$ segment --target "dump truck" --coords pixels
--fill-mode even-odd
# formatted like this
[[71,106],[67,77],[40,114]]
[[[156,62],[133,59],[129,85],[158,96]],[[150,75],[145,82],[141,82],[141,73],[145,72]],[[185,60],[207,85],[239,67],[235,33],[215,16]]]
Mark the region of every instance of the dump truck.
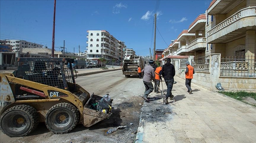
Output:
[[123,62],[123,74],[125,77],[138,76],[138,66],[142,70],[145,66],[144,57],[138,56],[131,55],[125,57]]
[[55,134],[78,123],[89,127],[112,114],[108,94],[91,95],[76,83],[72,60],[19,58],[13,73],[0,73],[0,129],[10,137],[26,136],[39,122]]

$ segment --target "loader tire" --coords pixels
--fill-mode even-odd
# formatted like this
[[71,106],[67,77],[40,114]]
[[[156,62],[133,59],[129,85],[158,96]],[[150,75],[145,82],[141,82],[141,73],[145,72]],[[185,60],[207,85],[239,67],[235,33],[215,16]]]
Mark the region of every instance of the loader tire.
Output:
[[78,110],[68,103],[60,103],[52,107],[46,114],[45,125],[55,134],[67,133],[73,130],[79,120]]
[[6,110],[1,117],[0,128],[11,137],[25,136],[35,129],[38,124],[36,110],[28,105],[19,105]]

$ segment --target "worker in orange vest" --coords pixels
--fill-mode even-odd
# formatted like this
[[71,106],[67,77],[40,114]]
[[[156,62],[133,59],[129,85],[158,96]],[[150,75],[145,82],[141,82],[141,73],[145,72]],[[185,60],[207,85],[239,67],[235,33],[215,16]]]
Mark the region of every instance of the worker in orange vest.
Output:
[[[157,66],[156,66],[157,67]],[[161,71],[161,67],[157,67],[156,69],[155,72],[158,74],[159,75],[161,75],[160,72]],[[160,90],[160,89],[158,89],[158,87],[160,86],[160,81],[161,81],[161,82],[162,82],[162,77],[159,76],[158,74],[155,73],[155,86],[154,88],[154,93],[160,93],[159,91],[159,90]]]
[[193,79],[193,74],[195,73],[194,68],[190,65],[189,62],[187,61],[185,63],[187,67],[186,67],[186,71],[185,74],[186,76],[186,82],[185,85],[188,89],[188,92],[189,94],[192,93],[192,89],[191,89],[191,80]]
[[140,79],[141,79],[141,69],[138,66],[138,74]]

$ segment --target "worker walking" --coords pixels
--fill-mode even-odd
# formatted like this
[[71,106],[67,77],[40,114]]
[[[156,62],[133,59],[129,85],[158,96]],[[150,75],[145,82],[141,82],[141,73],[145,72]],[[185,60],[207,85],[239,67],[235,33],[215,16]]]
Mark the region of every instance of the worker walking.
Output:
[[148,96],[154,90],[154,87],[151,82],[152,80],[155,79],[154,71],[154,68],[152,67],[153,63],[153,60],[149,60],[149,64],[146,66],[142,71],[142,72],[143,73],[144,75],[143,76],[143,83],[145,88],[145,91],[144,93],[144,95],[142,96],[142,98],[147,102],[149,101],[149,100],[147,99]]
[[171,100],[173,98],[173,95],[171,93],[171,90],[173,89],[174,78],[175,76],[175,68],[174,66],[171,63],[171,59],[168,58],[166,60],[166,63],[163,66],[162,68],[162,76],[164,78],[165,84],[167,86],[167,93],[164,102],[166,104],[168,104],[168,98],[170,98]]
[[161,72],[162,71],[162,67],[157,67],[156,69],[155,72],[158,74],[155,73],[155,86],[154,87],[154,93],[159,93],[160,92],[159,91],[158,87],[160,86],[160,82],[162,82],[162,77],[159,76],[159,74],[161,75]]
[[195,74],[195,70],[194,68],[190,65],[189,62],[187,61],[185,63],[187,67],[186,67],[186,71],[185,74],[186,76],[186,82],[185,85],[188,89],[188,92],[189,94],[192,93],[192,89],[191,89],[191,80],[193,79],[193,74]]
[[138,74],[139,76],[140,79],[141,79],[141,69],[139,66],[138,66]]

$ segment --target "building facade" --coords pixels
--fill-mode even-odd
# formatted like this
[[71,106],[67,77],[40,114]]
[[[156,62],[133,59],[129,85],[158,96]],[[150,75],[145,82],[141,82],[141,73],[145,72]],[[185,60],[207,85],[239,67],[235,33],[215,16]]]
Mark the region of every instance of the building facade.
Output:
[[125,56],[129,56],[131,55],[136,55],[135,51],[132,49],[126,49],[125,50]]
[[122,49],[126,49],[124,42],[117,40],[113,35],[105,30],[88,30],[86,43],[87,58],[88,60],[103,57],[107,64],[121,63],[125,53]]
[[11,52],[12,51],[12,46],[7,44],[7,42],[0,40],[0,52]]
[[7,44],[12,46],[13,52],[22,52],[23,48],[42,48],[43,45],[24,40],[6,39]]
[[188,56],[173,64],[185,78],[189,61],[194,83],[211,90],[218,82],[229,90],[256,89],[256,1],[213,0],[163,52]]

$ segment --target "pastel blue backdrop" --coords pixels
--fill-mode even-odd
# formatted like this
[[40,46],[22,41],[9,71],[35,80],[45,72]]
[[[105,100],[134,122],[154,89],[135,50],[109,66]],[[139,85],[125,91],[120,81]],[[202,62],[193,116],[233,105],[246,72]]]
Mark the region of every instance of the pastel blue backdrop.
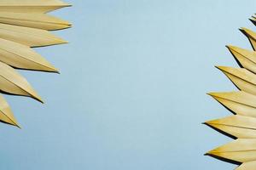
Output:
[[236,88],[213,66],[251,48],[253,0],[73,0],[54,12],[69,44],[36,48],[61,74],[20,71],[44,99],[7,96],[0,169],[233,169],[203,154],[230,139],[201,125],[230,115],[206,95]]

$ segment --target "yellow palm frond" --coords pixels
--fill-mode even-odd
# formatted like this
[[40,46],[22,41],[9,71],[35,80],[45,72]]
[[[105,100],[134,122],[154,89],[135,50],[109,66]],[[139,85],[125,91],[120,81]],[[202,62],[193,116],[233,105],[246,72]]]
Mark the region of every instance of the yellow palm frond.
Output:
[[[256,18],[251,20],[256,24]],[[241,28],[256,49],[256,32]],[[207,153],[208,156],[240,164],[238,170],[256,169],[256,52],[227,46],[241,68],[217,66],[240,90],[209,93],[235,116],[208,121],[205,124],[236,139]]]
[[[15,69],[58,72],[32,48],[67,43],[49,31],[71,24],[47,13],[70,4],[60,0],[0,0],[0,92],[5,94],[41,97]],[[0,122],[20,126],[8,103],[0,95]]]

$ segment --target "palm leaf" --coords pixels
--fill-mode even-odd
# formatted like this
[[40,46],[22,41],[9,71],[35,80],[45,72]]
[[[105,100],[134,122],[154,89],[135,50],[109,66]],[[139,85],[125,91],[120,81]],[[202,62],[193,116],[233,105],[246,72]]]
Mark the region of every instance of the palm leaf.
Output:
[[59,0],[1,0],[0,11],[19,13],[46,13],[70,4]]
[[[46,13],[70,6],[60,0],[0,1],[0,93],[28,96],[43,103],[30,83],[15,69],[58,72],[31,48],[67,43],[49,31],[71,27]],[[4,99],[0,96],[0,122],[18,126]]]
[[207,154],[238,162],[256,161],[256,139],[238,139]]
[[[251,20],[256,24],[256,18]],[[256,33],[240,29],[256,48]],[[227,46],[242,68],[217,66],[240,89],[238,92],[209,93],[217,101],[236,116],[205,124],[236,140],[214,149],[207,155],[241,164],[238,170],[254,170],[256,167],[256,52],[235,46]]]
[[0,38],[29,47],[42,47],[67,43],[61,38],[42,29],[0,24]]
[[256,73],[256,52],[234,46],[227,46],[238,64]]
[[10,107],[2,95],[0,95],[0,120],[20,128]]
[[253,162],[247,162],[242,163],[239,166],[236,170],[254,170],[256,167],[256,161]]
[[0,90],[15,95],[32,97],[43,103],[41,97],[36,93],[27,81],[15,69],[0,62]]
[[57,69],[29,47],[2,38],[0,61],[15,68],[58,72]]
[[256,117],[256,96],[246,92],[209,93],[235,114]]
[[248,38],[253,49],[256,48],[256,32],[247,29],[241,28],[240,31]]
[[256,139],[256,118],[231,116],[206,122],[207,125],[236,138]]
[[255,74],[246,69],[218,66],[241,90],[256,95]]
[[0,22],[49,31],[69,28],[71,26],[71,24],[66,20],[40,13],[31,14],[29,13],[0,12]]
++++
## [Written exercise]
Report each line in the rows above that contains the string "vest", copying every such line in full.

## [Finished exercise]
$ segment --target "worker in orange vest" --coords pixels
Mark the region of every instance of the worker in orange vest.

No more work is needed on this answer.